THE TASK: When you respond, write out each entry exactly as it stands.

Collected data
* * * *

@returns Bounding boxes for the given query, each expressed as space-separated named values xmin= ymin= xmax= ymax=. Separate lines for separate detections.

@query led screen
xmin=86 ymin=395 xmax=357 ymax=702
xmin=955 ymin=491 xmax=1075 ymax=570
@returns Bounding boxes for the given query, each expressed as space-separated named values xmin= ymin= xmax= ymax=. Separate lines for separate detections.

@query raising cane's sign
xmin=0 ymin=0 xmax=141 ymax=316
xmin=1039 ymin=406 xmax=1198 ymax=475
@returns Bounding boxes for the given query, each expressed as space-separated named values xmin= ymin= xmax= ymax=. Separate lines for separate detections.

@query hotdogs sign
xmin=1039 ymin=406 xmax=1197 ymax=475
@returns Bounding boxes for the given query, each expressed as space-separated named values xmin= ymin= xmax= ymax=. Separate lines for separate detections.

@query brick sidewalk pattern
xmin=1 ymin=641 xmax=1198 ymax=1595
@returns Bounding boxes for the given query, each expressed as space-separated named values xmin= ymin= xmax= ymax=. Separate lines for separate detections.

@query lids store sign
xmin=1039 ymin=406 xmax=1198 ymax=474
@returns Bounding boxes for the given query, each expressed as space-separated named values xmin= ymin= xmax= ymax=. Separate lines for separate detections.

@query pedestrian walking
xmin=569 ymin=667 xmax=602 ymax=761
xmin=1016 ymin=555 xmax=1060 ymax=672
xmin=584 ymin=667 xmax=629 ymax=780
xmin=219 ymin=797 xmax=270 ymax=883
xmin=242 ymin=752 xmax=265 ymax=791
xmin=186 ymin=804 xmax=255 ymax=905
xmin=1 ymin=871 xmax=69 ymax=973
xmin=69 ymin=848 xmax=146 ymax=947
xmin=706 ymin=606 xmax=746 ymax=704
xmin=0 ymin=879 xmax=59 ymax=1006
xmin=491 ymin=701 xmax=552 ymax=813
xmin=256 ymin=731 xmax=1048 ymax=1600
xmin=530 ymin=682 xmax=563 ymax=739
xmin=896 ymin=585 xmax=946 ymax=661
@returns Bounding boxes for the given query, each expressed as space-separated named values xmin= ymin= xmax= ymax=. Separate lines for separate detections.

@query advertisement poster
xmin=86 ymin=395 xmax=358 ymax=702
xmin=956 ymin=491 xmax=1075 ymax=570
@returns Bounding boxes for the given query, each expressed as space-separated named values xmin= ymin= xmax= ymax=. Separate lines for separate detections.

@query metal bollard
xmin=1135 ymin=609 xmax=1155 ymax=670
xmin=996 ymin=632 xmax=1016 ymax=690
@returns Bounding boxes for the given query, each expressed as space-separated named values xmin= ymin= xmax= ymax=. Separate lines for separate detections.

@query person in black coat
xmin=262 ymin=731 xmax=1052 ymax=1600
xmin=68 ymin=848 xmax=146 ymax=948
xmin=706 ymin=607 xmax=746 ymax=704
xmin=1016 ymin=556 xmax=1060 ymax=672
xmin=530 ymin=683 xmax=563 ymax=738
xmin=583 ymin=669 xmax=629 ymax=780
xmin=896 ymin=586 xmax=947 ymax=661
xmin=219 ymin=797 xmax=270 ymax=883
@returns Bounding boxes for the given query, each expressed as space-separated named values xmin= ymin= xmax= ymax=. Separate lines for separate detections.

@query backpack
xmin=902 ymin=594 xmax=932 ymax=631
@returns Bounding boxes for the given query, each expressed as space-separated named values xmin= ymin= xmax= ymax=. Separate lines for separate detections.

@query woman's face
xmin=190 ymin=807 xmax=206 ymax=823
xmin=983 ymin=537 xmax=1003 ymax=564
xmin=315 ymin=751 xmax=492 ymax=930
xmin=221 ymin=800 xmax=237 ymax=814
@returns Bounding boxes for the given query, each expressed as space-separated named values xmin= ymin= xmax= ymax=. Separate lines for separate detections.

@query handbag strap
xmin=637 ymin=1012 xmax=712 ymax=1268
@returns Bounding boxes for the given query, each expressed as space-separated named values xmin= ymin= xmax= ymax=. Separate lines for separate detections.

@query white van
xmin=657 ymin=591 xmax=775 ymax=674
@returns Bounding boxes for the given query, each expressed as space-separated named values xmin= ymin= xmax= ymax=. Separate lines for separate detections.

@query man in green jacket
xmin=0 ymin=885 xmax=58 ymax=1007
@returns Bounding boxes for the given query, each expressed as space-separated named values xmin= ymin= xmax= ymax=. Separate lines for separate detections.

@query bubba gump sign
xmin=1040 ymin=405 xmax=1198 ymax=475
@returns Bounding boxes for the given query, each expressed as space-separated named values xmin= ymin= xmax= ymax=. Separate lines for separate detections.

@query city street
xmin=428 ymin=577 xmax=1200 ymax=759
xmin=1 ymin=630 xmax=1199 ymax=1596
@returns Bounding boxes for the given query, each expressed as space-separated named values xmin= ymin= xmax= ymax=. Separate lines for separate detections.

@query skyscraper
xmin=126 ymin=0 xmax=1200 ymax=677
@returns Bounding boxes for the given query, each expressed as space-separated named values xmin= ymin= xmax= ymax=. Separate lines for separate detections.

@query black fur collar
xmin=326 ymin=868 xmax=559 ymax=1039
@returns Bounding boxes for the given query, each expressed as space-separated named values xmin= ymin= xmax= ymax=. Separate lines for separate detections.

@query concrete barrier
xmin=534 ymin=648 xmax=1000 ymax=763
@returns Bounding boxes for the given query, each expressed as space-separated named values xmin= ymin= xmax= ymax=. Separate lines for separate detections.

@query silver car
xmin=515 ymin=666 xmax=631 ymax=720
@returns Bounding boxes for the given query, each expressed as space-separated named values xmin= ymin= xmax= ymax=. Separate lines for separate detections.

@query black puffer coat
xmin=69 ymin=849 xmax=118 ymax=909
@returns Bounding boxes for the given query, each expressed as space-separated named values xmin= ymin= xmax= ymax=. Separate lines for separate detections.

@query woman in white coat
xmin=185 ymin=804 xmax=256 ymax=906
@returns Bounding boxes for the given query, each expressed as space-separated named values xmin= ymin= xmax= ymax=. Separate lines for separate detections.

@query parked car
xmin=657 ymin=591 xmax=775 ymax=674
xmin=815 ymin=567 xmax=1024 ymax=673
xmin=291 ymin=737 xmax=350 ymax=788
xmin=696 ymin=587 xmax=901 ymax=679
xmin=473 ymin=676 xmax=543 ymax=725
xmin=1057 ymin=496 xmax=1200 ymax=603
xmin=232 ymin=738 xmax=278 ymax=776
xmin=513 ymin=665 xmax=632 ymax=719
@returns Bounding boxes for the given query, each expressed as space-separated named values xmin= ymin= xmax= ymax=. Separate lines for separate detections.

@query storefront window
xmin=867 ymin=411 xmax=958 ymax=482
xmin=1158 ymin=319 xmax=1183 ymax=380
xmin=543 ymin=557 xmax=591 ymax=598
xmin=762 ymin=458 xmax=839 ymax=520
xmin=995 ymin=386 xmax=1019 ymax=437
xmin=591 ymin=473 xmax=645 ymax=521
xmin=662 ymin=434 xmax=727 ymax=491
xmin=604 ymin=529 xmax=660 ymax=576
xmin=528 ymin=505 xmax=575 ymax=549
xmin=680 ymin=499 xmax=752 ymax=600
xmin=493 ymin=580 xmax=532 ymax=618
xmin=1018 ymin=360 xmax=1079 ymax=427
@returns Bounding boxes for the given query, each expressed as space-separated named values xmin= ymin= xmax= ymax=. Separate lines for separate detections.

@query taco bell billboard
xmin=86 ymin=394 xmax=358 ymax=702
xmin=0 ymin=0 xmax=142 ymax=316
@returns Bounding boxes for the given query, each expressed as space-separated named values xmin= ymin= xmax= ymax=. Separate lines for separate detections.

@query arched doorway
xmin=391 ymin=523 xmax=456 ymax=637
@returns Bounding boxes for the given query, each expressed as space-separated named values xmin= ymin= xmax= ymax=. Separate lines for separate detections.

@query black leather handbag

* * * *

TASK SOLUTION:
@returns Bounding boxes for the given query, each expressed as space-separated named values xmin= ymin= xmax= ymax=. Separate lines for separate detections.

@query led screen
xmin=86 ymin=395 xmax=357 ymax=702
xmin=955 ymin=491 xmax=1075 ymax=570
@returns Bounding boxes for the given query, each expressed as space-separated named values xmin= ymin= xmax= ymax=. Separate lines for separate detections.

@query raising cane's sign
xmin=0 ymin=0 xmax=141 ymax=316
xmin=1039 ymin=406 xmax=1198 ymax=475
@returns Bounding boxes for the given query, each expressed as space-separated named values xmin= ymin= xmax= ymax=. Separate lines for separate detections.

@query hotdogs sign
xmin=1039 ymin=406 xmax=1197 ymax=475
@returns Bounding boxes for the given query, each expressed as space-separated named values xmin= ymin= xmax= ymax=. Separate lines for separate detections.

@query brick sidewalk pattern
xmin=1 ymin=641 xmax=1198 ymax=1595
@returns Bounding boxes for the given query, each expressed as space-separated named values xmin= ymin= xmax= ymax=. Separate lines for separate detections.

@query lids store sign
xmin=1039 ymin=406 xmax=1198 ymax=474
@returns Bounding boxes for the given query, each expressed as space-separated named values xmin= ymin= xmax= ymax=. Separate lines for separate detections.

@query pedestrian walking
xmin=569 ymin=667 xmax=602 ymax=761
xmin=1016 ymin=555 xmax=1060 ymax=672
xmin=584 ymin=667 xmax=629 ymax=780
xmin=219 ymin=797 xmax=270 ymax=883
xmin=242 ymin=752 xmax=265 ymax=791
xmin=186 ymin=804 xmax=255 ymax=905
xmin=1 ymin=871 xmax=69 ymax=973
xmin=69 ymin=848 xmax=146 ymax=947
xmin=706 ymin=606 xmax=746 ymax=704
xmin=0 ymin=879 xmax=59 ymax=1006
xmin=491 ymin=701 xmax=552 ymax=813
xmin=256 ymin=731 xmax=1048 ymax=1600
xmin=530 ymin=682 xmax=563 ymax=739
xmin=896 ymin=585 xmax=946 ymax=661
@returns Bounding boxes for the given query, each expressed as space-separated named values xmin= ymin= xmax= ymax=. Separate lines for separate detections.

@query advertisement poster
xmin=86 ymin=395 xmax=358 ymax=702
xmin=956 ymin=491 xmax=1075 ymax=570
@returns Bounding boxes for the given query, each expressed as space-separated named values xmin= ymin= xmax= ymax=. Separate lines for separate detections.

@query metal bollard
xmin=1135 ymin=609 xmax=1155 ymax=670
xmin=996 ymin=632 xmax=1016 ymax=690
@returns Bounding boxes for the given query, each expressed as space-separated named values xmin= ymin= xmax= ymax=. Separate lines for separate detections.

@query person in black coat
xmin=262 ymin=731 xmax=1052 ymax=1600
xmin=68 ymin=848 xmax=146 ymax=948
xmin=706 ymin=607 xmax=746 ymax=704
xmin=1016 ymin=556 xmax=1060 ymax=672
xmin=530 ymin=683 xmax=563 ymax=738
xmin=583 ymin=669 xmax=629 ymax=780
xmin=896 ymin=586 xmax=947 ymax=661
xmin=219 ymin=797 xmax=270 ymax=883
@returns Bounding boxes for the given query, each expressed as space-separated named values xmin= ymin= xmax= ymax=. Separate lines for separate detections.

@query backpack
xmin=902 ymin=594 xmax=932 ymax=631
@returns Bounding boxes for the given query, each expressed as space-separated named values xmin= ymin= xmax= ymax=. Separate lines for separate detections.

@query woman's face
xmin=190 ymin=807 xmax=206 ymax=823
xmin=983 ymin=537 xmax=1003 ymax=564
xmin=315 ymin=751 xmax=492 ymax=930
xmin=221 ymin=800 xmax=237 ymax=814
@returns Bounding boxes for the given query, each expressed as space-separated named values xmin= ymin= xmax= ymax=. Separate lines for separate detections.

@query handbag strap
xmin=637 ymin=1012 xmax=712 ymax=1268
@returns Bounding boxes for the given query, each expressed as space-separated named values xmin= ymin= xmax= ymax=. Separate lines for separate detections.

@query white van
xmin=657 ymin=591 xmax=775 ymax=674
@returns Bounding boxes for the given query, each expressed as space-separated named values xmin= ymin= xmax= ymax=. Separate lines for separate detections.

@query man in green jacket
xmin=0 ymin=885 xmax=58 ymax=1007
@returns Bounding boxes for the given query, each expressed as space-separated named values xmin= ymin= xmax= ymax=. Separate lines for separate detections.

@query bubba gump sign
xmin=1040 ymin=405 xmax=1198 ymax=475
@returns Bounding boxes for the given query, each expressed as space-separated named values xmin= ymin= xmax= ymax=. Separate lines for separate detections.

@query city street
xmin=428 ymin=577 xmax=1200 ymax=759
xmin=1 ymin=630 xmax=1199 ymax=1596
@returns Bounding boxes for the given query, each expressed as space-separated named values xmin= ymin= xmax= ymax=. Separate lines for separate detections.

@query skyscraper
xmin=126 ymin=0 xmax=1200 ymax=677
@returns Bounding boxes for the given query, each expressed as space-separated named values xmin= ymin= xmax= ymax=. Separate lines for separate detections.

@query black fur collar
xmin=326 ymin=868 xmax=559 ymax=1039
@returns Bounding boxes for the given query, each expressed as space-separated named values xmin= ymin= xmax= ymax=. Separate lines for separate detections.

@query concrete barrier
xmin=534 ymin=648 xmax=1000 ymax=763
@returns Bounding boxes for the given query, each expressed as space-separated named values xmin= ymin= xmax= ymax=. Separate lines for separate detections.

@query silver car
xmin=515 ymin=666 xmax=631 ymax=720
@returns Bounding boxes for the given query, each expressed as space-separated named values xmin= ymin= xmax= ymax=. Separate lines for separate detections.

@query black puffer coat
xmin=69 ymin=849 xmax=118 ymax=909
@returns Bounding boxes for the given query, each expressed as space-separated named values xmin= ymin= xmax= ymax=. Separate lines for separate detections.

@query woman in white coat
xmin=185 ymin=804 xmax=256 ymax=906
@returns Bounding boxes for the given query, each expressed as space-separated named values xmin= ymin= xmax= ymax=. Separate lines for separate detections.

@query parked car
xmin=657 ymin=591 xmax=775 ymax=674
xmin=815 ymin=567 xmax=1024 ymax=673
xmin=291 ymin=737 xmax=350 ymax=788
xmin=696 ymin=587 xmax=901 ymax=679
xmin=473 ymin=676 xmax=543 ymax=725
xmin=1057 ymin=496 xmax=1200 ymax=603
xmin=232 ymin=738 xmax=278 ymax=776
xmin=513 ymin=665 xmax=632 ymax=719
@returns Bounding boxes for the given query, each expressed as space-separated named values xmin= ymin= xmax= ymax=. Separate lines for separate detections.

@query storefront window
xmin=867 ymin=411 xmax=958 ymax=482
xmin=1158 ymin=319 xmax=1183 ymax=380
xmin=543 ymin=557 xmax=591 ymax=598
xmin=762 ymin=458 xmax=839 ymax=520
xmin=995 ymin=386 xmax=1019 ymax=437
xmin=591 ymin=473 xmax=645 ymax=521
xmin=662 ymin=434 xmax=727 ymax=491
xmin=604 ymin=529 xmax=660 ymax=576
xmin=528 ymin=505 xmax=575 ymax=549
xmin=680 ymin=499 xmax=752 ymax=600
xmin=493 ymin=580 xmax=532 ymax=618
xmin=1018 ymin=360 xmax=1079 ymax=427
@returns Bounding boxes for the given query, each expressed as space-separated named values xmin= ymin= xmax= ymax=. Separate lines for separate detections.

@query taco bell billboard
xmin=86 ymin=394 xmax=358 ymax=702
xmin=0 ymin=0 xmax=142 ymax=316
@returns Bounding boxes for the given query, each expressed as space-separated named values xmin= ymin= xmax= ymax=. Separate lines for separate detections.

@query arched doorway
xmin=391 ymin=523 xmax=456 ymax=637
@returns Bounding boxes for the given query, each expressed as space-separated named values xmin= ymin= xmax= ymax=. Separate lines for separate detections.

@query black leather handbag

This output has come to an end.